• Written exercise: Can you reproduce the data beneath, keeping every line exact?
□ □ □
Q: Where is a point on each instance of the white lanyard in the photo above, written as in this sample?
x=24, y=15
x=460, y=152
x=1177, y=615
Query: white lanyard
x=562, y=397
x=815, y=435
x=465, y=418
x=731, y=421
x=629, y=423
□ □ □
• Response to this exercise:
Q: Where is a point on each instance of the white lanyard in the photo above, written as in this sample?
x=24, y=15
x=460, y=152
x=1177, y=615
Query: white lanyard
x=562, y=397
x=815, y=435
x=465, y=418
x=731, y=421
x=629, y=423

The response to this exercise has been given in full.